Rewrite everything from the start of the entries below down to the line containing "x=197, y=59", changing "pin" to "mark" and leaving the rest unchanged.

++++++++

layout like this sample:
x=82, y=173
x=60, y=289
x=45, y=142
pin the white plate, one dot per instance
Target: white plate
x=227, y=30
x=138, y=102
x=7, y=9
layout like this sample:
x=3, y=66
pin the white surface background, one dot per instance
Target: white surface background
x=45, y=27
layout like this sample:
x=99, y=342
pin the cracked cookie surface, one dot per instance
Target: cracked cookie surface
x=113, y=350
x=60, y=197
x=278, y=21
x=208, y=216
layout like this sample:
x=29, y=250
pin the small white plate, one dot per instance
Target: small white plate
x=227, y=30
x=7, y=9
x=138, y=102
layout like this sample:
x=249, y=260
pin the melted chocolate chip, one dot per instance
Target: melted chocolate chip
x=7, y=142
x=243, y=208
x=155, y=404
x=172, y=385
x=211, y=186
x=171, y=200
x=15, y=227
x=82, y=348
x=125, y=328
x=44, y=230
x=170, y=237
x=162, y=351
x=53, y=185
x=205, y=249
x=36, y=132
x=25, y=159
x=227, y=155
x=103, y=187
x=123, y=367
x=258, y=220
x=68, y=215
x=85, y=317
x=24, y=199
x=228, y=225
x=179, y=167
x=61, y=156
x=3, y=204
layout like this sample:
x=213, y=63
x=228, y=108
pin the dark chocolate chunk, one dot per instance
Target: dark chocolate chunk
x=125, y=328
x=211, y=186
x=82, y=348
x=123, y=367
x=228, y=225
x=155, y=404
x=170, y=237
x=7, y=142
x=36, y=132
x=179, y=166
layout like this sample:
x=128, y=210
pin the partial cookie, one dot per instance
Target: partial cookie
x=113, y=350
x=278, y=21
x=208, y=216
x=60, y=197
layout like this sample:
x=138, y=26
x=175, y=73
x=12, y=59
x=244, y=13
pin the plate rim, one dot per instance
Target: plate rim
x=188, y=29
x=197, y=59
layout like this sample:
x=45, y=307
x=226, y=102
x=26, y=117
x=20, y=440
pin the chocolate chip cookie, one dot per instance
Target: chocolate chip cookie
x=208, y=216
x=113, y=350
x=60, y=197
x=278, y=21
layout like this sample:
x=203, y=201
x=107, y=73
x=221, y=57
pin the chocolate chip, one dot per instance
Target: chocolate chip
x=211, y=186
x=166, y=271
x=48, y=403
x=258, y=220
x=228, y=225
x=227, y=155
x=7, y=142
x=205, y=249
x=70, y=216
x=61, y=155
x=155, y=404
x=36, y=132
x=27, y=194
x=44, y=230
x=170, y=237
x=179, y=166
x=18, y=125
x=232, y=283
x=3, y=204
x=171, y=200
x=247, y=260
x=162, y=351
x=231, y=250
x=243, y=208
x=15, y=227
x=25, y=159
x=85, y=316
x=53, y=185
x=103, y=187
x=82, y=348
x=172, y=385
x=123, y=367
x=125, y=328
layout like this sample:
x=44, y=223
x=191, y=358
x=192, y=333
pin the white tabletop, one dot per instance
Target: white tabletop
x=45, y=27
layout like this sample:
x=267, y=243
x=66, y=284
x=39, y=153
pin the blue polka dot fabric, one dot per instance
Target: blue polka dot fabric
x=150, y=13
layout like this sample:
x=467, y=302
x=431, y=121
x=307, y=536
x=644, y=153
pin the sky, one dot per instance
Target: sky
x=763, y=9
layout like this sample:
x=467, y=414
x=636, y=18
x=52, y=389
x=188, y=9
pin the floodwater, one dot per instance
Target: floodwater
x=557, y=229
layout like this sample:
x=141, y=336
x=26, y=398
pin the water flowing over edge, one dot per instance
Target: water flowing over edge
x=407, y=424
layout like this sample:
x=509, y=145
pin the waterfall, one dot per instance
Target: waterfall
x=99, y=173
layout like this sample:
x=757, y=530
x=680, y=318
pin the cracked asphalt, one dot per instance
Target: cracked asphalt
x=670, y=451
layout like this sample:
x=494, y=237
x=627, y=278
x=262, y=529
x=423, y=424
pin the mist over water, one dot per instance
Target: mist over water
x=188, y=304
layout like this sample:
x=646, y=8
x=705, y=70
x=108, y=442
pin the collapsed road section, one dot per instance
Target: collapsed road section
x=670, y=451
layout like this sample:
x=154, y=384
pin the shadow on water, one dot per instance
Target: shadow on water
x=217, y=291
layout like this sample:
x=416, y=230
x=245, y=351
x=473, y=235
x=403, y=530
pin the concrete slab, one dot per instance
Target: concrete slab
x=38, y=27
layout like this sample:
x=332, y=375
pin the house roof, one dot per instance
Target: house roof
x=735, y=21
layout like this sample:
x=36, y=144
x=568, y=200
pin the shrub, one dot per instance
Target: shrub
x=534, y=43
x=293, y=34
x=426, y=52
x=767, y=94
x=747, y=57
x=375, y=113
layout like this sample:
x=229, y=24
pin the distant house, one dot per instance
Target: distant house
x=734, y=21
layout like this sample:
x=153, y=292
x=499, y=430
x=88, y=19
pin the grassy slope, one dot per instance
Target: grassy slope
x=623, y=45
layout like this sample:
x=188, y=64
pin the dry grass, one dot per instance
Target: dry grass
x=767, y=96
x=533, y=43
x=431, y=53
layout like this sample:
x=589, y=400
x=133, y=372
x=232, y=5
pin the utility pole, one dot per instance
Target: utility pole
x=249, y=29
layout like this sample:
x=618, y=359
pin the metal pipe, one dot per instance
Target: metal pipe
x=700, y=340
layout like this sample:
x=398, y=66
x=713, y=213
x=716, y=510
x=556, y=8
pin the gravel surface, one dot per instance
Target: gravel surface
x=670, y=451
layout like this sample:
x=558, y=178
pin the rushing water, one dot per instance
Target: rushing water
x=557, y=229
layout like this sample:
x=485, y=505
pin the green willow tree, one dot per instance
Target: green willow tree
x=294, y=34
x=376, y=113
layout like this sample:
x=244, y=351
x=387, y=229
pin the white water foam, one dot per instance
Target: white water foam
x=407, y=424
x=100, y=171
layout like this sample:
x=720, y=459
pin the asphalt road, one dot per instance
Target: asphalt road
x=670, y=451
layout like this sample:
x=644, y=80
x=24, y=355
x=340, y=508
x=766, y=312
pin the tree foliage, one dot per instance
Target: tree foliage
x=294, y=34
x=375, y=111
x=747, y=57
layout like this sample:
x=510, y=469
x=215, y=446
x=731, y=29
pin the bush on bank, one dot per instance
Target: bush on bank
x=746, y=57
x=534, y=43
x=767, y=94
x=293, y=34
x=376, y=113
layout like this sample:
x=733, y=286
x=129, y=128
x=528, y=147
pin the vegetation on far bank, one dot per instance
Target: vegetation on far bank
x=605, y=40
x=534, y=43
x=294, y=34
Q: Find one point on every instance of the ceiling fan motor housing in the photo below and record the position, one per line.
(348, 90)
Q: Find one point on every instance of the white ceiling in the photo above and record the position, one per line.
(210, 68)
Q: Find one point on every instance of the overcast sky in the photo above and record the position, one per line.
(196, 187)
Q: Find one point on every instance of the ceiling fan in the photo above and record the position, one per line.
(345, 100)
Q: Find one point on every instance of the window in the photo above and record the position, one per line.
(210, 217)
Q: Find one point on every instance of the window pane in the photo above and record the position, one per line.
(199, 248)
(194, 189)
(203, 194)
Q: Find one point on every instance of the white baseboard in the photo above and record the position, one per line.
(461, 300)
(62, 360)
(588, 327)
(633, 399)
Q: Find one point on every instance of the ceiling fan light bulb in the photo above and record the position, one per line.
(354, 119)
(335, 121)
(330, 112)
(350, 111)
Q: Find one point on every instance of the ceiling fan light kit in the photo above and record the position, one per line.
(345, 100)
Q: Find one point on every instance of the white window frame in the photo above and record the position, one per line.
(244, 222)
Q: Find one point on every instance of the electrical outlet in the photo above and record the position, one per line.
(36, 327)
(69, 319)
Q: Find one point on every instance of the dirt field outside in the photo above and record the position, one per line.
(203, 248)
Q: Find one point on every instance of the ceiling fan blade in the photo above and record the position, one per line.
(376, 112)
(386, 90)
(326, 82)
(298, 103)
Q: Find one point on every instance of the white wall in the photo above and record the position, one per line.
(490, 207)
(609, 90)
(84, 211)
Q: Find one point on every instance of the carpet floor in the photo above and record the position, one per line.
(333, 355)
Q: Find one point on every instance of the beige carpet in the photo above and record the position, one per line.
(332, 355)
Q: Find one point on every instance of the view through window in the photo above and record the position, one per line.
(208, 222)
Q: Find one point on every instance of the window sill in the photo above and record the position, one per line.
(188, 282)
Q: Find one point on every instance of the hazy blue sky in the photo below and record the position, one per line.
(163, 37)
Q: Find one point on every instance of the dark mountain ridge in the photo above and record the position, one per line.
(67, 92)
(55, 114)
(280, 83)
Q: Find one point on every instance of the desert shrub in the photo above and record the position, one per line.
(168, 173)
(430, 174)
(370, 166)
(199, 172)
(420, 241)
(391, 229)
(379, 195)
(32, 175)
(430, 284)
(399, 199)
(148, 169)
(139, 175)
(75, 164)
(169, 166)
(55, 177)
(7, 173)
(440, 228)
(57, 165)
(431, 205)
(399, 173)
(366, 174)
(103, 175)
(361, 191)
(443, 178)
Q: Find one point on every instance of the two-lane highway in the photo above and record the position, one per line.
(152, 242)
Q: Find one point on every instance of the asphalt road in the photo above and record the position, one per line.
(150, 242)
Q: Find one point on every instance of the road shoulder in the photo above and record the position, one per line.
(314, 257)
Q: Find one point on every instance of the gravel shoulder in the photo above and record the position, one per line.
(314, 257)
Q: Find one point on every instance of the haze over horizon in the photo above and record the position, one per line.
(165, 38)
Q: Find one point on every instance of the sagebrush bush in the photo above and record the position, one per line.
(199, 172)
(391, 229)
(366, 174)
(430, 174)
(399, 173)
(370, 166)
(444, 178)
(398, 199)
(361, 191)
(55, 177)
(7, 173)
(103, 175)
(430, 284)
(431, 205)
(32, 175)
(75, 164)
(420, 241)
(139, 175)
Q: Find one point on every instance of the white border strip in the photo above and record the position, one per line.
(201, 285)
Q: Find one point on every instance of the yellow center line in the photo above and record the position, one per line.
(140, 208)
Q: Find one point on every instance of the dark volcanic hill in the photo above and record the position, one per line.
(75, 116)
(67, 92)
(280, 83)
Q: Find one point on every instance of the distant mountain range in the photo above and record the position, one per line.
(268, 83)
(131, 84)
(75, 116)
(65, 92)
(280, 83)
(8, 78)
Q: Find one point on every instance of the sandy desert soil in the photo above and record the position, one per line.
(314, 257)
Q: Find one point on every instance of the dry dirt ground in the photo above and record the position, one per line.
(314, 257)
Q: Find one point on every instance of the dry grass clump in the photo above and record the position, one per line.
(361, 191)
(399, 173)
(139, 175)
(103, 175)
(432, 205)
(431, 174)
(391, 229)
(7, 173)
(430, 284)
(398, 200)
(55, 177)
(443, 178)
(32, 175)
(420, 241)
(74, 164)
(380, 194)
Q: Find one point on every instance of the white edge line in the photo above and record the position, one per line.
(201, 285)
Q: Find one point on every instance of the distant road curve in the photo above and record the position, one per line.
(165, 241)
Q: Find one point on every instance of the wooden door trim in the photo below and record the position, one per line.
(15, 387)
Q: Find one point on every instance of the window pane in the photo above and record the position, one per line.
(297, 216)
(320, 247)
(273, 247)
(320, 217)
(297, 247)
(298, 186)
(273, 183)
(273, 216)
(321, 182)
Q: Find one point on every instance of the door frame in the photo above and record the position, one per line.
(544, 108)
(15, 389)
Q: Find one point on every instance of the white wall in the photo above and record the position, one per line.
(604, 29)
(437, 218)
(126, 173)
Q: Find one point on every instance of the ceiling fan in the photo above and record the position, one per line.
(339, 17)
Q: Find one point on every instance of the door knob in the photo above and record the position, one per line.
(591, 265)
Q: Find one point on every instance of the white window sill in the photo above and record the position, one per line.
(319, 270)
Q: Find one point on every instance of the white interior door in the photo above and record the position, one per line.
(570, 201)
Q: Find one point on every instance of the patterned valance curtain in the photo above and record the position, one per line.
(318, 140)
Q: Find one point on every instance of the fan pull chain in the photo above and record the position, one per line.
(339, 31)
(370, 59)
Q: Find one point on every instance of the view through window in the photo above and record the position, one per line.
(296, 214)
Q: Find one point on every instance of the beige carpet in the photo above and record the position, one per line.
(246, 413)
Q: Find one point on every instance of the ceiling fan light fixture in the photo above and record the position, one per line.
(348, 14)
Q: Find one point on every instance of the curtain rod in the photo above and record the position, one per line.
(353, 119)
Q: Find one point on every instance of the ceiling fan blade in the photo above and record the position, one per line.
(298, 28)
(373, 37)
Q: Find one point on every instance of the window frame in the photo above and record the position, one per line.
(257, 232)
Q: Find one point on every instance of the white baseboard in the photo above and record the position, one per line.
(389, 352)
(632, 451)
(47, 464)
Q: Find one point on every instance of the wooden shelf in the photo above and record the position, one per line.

++++++++

Solution ▸
layout like this sample:
x=82, y=173
x=60, y=289
x=45, y=142
mark the white plate, one dot per instance
Target: white plate
x=227, y=30
x=138, y=102
x=7, y=9
layout like this sample:
x=3, y=66
mark the white surface background, one dot per instance
Target: white surface background
x=45, y=27
layout like this sample:
x=99, y=342
mark the cracked cookie surface, one dot per instance
Target: cracked cookie surface
x=113, y=350
x=60, y=197
x=278, y=21
x=208, y=216
layout like this sample:
x=29, y=250
mark the small white plate, one dot per instance
Target: small white plate
x=227, y=30
x=7, y=9
x=138, y=102
layout like this sample:
x=249, y=260
mark the melted chocolate chip, one dot per instance
Target: melted chocolate chip
x=7, y=142
x=243, y=208
x=155, y=404
x=172, y=385
x=211, y=186
x=171, y=200
x=15, y=227
x=82, y=348
x=125, y=328
x=44, y=230
x=170, y=237
x=162, y=351
x=53, y=185
x=205, y=249
x=36, y=132
x=25, y=159
x=227, y=155
x=103, y=187
x=123, y=367
x=258, y=220
x=68, y=215
x=85, y=317
x=24, y=199
x=228, y=225
x=179, y=167
x=61, y=156
x=3, y=204
layout like this sample:
x=213, y=63
x=228, y=108
mark the dark chocolate chunk, one dot per instance
Target: dark chocolate chunk
x=125, y=328
x=211, y=186
x=82, y=348
x=123, y=367
x=228, y=225
x=155, y=404
x=170, y=237
x=7, y=142
x=36, y=132
x=179, y=166
layout like this sample:
x=128, y=210
mark the partial cookie, one dot per instance
Target: partial cookie
x=113, y=350
x=278, y=21
x=208, y=216
x=60, y=197
layout like this sample:
x=138, y=26
x=175, y=73
x=12, y=59
x=244, y=13
mark the plate rim, one dot per instance
Target: plate rim
x=188, y=29
x=197, y=59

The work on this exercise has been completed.